What is expected — Copy the records below exactly as they are written.
Start of Records provided
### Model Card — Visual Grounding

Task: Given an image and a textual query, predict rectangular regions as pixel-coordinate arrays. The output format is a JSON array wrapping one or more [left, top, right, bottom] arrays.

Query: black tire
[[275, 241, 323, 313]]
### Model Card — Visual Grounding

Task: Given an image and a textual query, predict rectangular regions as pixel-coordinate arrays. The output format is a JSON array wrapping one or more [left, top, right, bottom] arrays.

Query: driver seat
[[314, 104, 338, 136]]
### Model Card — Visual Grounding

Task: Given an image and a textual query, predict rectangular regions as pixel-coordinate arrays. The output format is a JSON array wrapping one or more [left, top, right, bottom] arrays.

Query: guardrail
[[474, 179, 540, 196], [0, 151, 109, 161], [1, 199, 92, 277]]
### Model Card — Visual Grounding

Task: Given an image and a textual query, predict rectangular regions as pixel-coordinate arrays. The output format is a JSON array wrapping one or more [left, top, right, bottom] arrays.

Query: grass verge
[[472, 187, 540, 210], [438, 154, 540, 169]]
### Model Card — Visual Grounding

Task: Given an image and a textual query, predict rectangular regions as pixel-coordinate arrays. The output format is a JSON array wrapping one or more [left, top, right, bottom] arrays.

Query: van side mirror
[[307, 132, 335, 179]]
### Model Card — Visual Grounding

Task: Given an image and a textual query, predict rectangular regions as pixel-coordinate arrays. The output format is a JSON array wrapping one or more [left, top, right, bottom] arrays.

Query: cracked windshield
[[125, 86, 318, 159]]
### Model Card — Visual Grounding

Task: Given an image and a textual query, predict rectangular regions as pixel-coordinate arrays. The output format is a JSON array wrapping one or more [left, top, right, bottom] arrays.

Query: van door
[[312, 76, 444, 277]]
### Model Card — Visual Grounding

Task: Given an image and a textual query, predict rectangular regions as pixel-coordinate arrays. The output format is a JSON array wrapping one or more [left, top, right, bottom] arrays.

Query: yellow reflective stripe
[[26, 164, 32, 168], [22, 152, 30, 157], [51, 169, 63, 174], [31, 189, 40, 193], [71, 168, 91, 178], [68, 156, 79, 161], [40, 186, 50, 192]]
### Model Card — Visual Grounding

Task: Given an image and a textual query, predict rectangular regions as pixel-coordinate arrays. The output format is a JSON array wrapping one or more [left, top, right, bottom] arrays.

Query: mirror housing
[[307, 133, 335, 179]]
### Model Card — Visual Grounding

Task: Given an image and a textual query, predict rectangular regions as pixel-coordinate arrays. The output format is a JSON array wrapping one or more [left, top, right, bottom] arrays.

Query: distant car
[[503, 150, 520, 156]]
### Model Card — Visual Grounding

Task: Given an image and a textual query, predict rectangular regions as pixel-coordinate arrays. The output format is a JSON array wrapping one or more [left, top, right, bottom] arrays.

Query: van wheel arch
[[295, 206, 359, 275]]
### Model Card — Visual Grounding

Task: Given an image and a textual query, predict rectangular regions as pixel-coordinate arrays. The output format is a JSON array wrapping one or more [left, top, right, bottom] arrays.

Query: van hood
End of Records provided
Response for this exercise —
### Model Card — Visual Grounding

Task: Given an image and a textual query, predict rectangular regions as pixel-coordinate arrays. The output format is a JSON array wrapping one or more [left, top, right, bottom] arrays.

Query: black tire
[[275, 241, 323, 313]]
### Model Card — Visual Grounding

Task: Given an image and a textual query, predict rectangular regions as pixel-coordinate arrays. The output format is a JSON array wrapping one or more [left, top, right, bottom] arrays.

Query: driver seat
[[314, 104, 338, 136]]
### Model Card — Visual Grounding

Task: Given an image and a textual query, predict rectangular regions as pixel-coordinate arrays. The output format is a JSON array wrapping one or more [left, top, right, bottom] arrays.

Query: guardrail
[[474, 179, 540, 196], [0, 151, 109, 161], [1, 199, 92, 277]]
### Model Card — Visual Grounding

Task: Given an image and a textual query, predict rectangular regions as pixel-coordinate arrays. The output format is a JSON array wrapping one or more [left, top, right, bottom] arrays.

Query: grass verge
[[472, 187, 540, 210], [438, 154, 540, 169]]
### Model Card — Visual Grounding

Task: Given an image and a textual query, predict rectangular regions as pixel-coordinate arrays. The output format is a JSON array wrapping one or more [left, top, right, bottom] arrays.

Query: van side mirror
[[307, 132, 335, 179]]
### Model Card — Visual Grounding

Task: Given an image and a textual query, predict rectangular regions as pixel-coordinate arrays. The output format is a JSON array wrapping one or more [left, top, right, bottom] arrays.

Query: cracked windshield
[[125, 86, 318, 159]]
### Model Card — Visual Grounding

Task: Given an image and a textual query, predict rectangular regions as pixel-coordinate arrays. The output format is a JSON array wrapping one or more [left, top, right, bottom] arrays.

Query: van door
[[312, 76, 444, 277]]
### Model Card — Visual Grounding

Task: Given an image and a textual query, predict rectangular regions as pixel-coordinate arrays. The output format is a JSON array wrapping one or more [left, top, right, bottom] arrays.

Query: yellow reflective stripe
[[26, 164, 32, 168], [22, 152, 30, 157], [51, 169, 63, 174], [31, 189, 40, 193], [71, 168, 91, 178], [68, 156, 79, 161], [40, 186, 50, 192]]
### Model Card — Visual Grounding

Task: Given an image and a textual query, predict rectangular regions as pixel-coordinate arrays. The output format is a JSON array wrapping one or more [left, top, right, bottom] arrays.

Query: mirror housing
[[307, 133, 335, 179]]
### Model Card — Visual Grounding

Task: Given an image and a textual query, predict rectangular regions as pixel-coordinate arrays. The output format is a JSON array wrapping one or more [left, top, right, bottom] arrays.

Query: distant car
[[503, 150, 520, 156]]
### Model Card — Visual Grounding

Task: Given an image and a textual query, predict rectangular regions as pixel-coordinate arrays. The output format is a JSON array wrapping one or more [left, top, right, bottom] arrays.

Query: van wheel arch
[[295, 206, 359, 275]]
### Model Card — Visual Grounding

Task: Given an image and a textual query, predict rectangular regions as pixel-coordinate arrays. The output format is a JSON array wrapping one or more [left, top, right, bottom] arrays.

Query: van hood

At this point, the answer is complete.